DIRECTIVE:
Copy the data below verbatim, from its first line through the line containing "[1092,331,1244,386]", including both of those lines.

INFORMATION PROVIDED:
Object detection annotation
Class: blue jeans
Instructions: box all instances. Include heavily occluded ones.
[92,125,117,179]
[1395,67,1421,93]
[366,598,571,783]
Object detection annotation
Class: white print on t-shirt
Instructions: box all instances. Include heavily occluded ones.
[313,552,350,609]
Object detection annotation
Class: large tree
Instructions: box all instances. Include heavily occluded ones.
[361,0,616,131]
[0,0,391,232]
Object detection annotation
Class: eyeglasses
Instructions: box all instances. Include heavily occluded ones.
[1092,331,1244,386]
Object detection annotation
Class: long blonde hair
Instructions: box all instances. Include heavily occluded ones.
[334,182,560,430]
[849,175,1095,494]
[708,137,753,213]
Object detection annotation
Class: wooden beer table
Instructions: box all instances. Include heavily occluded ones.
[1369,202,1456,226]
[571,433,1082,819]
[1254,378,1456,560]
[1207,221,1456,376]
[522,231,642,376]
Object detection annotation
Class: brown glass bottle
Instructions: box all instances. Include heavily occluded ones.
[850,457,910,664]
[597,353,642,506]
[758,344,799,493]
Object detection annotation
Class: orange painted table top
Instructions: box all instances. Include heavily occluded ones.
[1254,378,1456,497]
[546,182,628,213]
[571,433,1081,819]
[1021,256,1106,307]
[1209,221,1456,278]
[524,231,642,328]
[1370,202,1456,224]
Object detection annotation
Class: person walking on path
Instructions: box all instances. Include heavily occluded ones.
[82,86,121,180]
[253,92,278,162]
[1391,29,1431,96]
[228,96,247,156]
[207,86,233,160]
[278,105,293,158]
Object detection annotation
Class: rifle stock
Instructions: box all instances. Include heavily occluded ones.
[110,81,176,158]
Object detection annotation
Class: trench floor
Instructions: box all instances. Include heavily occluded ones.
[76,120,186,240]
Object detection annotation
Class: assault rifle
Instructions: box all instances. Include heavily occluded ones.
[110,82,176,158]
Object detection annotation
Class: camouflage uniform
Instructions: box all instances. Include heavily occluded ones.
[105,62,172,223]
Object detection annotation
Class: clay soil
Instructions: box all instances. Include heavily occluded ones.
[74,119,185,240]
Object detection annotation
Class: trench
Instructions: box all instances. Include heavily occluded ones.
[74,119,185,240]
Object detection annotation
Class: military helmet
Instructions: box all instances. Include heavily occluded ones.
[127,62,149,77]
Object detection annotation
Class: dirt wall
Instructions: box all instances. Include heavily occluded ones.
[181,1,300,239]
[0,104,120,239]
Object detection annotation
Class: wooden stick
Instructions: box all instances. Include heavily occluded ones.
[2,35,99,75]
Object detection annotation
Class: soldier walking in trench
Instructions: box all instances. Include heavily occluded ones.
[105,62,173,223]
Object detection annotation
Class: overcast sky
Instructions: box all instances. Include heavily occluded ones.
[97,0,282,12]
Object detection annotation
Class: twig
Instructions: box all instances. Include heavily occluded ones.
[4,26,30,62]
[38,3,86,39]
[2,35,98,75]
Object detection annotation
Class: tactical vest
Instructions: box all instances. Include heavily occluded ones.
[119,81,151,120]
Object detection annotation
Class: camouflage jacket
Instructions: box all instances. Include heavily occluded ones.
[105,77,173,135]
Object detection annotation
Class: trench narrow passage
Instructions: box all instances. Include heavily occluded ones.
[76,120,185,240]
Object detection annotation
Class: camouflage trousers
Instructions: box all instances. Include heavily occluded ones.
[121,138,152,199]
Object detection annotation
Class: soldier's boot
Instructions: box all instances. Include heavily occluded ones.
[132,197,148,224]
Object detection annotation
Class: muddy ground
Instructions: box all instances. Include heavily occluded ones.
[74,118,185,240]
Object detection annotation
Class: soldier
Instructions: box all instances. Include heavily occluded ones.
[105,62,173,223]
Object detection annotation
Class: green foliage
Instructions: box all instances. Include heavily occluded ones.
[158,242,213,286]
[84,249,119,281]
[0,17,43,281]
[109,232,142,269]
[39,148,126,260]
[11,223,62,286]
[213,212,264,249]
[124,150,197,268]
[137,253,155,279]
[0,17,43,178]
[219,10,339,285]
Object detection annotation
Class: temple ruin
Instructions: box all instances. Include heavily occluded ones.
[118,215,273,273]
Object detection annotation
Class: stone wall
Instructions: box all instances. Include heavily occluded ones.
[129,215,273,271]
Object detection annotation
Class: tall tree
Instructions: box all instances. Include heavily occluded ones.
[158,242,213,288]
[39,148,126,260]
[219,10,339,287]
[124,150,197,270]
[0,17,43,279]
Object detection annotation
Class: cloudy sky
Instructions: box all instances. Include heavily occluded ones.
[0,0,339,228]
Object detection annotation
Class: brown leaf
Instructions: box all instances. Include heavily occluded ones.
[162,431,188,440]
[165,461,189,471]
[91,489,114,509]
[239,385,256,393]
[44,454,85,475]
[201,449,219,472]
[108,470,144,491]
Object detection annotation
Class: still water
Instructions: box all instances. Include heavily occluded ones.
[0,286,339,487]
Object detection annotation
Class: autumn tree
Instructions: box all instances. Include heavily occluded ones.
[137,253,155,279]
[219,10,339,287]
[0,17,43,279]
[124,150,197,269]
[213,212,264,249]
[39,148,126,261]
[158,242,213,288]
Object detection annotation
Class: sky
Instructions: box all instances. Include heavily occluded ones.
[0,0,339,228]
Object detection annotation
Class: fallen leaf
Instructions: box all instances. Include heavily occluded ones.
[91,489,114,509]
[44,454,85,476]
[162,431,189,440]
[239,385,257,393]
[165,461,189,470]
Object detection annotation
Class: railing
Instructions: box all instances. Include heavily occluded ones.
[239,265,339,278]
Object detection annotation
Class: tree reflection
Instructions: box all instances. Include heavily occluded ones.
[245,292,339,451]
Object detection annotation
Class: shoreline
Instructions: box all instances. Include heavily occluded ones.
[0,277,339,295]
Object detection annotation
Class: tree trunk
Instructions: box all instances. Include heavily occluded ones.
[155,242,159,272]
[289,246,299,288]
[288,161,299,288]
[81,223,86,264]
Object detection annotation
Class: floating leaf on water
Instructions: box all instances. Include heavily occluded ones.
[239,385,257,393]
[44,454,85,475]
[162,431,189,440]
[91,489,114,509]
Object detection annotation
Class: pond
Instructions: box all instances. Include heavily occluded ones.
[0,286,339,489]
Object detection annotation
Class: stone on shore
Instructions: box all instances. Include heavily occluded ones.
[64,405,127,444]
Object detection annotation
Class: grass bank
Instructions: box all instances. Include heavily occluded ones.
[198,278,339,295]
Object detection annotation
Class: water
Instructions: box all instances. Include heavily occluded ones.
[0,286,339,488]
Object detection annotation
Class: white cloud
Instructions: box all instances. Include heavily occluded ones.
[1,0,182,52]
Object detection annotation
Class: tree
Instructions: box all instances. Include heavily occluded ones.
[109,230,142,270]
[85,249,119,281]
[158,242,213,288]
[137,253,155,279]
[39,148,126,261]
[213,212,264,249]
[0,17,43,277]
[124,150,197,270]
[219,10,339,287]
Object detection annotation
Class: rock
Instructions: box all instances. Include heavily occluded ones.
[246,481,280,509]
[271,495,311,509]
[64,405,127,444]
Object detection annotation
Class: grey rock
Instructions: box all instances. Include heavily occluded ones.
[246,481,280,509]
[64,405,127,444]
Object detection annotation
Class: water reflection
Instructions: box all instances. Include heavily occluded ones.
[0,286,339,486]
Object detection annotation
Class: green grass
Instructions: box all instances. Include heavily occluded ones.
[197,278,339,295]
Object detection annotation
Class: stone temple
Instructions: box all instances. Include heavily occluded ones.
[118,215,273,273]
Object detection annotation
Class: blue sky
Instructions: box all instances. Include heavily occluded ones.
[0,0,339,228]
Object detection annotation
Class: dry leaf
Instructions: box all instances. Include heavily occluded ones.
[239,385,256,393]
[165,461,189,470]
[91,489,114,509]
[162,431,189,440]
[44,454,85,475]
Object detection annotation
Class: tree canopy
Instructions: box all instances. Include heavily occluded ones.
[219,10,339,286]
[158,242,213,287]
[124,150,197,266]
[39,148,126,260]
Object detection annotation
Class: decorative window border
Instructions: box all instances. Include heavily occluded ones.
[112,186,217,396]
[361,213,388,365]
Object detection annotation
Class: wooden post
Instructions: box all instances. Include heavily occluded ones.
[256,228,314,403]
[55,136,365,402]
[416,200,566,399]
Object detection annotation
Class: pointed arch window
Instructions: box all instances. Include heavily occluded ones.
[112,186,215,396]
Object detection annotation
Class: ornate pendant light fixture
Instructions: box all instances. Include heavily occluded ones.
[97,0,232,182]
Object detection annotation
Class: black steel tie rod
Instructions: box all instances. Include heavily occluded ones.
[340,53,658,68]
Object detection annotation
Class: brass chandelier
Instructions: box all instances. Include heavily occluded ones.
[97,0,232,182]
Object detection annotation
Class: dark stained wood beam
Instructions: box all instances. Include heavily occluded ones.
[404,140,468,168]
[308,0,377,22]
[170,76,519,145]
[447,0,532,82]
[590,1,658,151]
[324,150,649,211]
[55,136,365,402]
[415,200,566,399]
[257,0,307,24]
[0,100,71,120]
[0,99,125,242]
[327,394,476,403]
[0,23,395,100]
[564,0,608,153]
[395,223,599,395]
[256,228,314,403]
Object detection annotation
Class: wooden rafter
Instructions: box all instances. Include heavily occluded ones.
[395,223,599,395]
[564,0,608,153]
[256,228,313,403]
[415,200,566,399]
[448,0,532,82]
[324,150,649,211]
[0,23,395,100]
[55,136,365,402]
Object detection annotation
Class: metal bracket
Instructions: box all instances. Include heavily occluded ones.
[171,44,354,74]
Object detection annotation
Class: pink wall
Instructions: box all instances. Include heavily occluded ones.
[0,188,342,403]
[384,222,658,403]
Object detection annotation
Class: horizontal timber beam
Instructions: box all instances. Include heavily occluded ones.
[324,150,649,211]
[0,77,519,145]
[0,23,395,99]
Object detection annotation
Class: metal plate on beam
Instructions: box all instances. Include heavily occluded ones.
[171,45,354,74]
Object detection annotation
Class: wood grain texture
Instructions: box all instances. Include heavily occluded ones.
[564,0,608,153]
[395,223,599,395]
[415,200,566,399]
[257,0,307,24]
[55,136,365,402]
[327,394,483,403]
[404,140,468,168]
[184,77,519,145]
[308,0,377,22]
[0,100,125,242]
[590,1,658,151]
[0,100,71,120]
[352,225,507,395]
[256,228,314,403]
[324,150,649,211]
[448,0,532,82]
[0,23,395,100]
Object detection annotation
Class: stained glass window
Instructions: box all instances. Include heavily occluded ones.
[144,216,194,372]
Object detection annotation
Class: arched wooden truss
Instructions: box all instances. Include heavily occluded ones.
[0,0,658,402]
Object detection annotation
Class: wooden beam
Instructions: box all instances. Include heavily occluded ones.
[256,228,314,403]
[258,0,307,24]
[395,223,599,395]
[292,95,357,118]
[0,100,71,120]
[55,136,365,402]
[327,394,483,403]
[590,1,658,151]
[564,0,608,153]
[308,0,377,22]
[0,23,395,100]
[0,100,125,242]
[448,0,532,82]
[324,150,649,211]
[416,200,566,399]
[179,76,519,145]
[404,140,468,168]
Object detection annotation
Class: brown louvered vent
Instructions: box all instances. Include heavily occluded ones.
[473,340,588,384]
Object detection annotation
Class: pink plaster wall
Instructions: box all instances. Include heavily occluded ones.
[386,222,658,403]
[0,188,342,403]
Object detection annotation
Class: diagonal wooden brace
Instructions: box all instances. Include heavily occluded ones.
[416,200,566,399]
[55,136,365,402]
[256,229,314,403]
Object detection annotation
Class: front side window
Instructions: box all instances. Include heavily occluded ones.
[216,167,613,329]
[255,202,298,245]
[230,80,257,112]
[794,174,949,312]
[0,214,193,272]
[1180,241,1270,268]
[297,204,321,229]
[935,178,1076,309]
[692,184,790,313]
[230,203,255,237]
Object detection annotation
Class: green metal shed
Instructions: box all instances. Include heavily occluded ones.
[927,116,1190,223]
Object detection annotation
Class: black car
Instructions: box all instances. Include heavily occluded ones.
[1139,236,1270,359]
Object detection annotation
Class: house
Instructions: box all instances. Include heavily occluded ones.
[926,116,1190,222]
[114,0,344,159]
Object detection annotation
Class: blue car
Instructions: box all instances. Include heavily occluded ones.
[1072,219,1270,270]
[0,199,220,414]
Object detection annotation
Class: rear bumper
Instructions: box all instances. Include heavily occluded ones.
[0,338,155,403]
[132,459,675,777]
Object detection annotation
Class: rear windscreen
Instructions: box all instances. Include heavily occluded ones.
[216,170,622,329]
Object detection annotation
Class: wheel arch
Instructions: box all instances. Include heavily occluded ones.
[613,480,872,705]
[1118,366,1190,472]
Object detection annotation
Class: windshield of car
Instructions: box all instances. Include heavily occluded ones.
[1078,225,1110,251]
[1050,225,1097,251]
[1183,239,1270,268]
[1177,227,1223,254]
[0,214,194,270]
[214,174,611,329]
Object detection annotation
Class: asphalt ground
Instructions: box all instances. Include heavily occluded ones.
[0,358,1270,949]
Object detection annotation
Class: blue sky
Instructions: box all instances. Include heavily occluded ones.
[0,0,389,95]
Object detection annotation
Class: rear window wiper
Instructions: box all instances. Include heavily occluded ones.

TASK ANSWER:
Object detection annotation
Class: blue jeans
Instructions: box all instances. Include heavily occluded ones.
[92,125,117,179]
[1395,67,1421,93]
[366,598,571,783]
Object detection annotation
Class: white print on t-shirt
Instructions: box all instances. Include heavily occluded ones.
[313,552,350,609]
Object detection annotation
Class: large tree
Instructions: box all instances. Include heavily occluded ones.
[361,0,616,131]
[0,0,391,232]
Object detection annotation
Class: eyeglasses
Instructions: box all instances. Include heavily occluded ones.
[1092,331,1244,386]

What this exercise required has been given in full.